● **Supplied passage**:
While the subject of migration has received enormous attention in academic journals and books across the social sciences, introductory texts on the matter are few and far between. Even fewer books have explored migration through a critical and explicit engagement with spatial concepts.
Now in its second edition, Migration remains the only text in more than a decade that emphasizes how geographical or spatial concepts can be used critically to understand migration. The multi-disciplinary text draws on insights from human geography, political science, social anthropology, sociology, and to a lesser extent economics. All of the chapters focus on key terms, theories, concepts, and issues concerning migration and immigration. The book argues that in the context of migration, two opposing `spatial positions' have emerged in the wake of the critique of `methodological nationalism'. On one hand is the significance of `transnationalism', and on the other, the importance of `sub-national' or local processes. Both require more nuance and integration, while many of the concepts and theories which have thus far neglected space or have not been `treated' spatially, need to be re-written with space in mind. Pedagogically the text combines a carefully defined structure, accessible language, boxes that explore case studies of migrant-related experiences in particular places, annotated suggestions for further reading, useful websites and relevant films and summary questions for student learning at the end of each chapter.

● **Requests**:
- A) Answer these questions from the book description, one line each:
(i) Which edition of Migration is being described?
(ii) Which discipline does the text draw on only to a lesser extent?
(iii) What are the two opposing spatial positions the book identifies?
- B) Render this sentence from the book description in Spanish: "The multi-disciplinary text draws on insights from human geography, political science, social anthropology, sociology, and to a lesser extent economics."
- C) Reproduce the book description from "While the subject" to "with spatial concepts.".

● **Entries provided**:
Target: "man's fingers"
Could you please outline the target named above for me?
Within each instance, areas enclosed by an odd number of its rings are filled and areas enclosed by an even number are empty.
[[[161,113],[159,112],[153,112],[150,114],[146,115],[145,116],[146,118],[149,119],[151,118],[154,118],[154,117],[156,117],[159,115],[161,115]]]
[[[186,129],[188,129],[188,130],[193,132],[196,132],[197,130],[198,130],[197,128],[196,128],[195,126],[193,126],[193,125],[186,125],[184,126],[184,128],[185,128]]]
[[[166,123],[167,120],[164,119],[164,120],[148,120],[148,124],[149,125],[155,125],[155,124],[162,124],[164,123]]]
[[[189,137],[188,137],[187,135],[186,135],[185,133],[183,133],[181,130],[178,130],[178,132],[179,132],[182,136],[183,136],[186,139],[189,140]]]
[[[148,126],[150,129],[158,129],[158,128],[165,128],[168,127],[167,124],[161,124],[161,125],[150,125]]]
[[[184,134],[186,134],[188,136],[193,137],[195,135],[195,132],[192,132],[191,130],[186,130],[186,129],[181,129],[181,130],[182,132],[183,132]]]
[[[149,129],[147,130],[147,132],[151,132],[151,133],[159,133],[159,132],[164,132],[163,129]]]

● **Answers to the tasks**:
- A)
(i) The second edition.
(ii) Economics.
(iii) Transnationalism, and sub-national or local processes.

- B) El texto multidisciplinario se basa en aportes de la geografía humana, la ciencia política, la antropología social, la sociología y, en menor medida, la economía.

- C)
While the subject of migration has received enormous attention in academic journals and books across the social sciences, introductory texts on the matter are few and far between. Even fewer books have explored migration through a critical and explicit engagement with spatial concepts.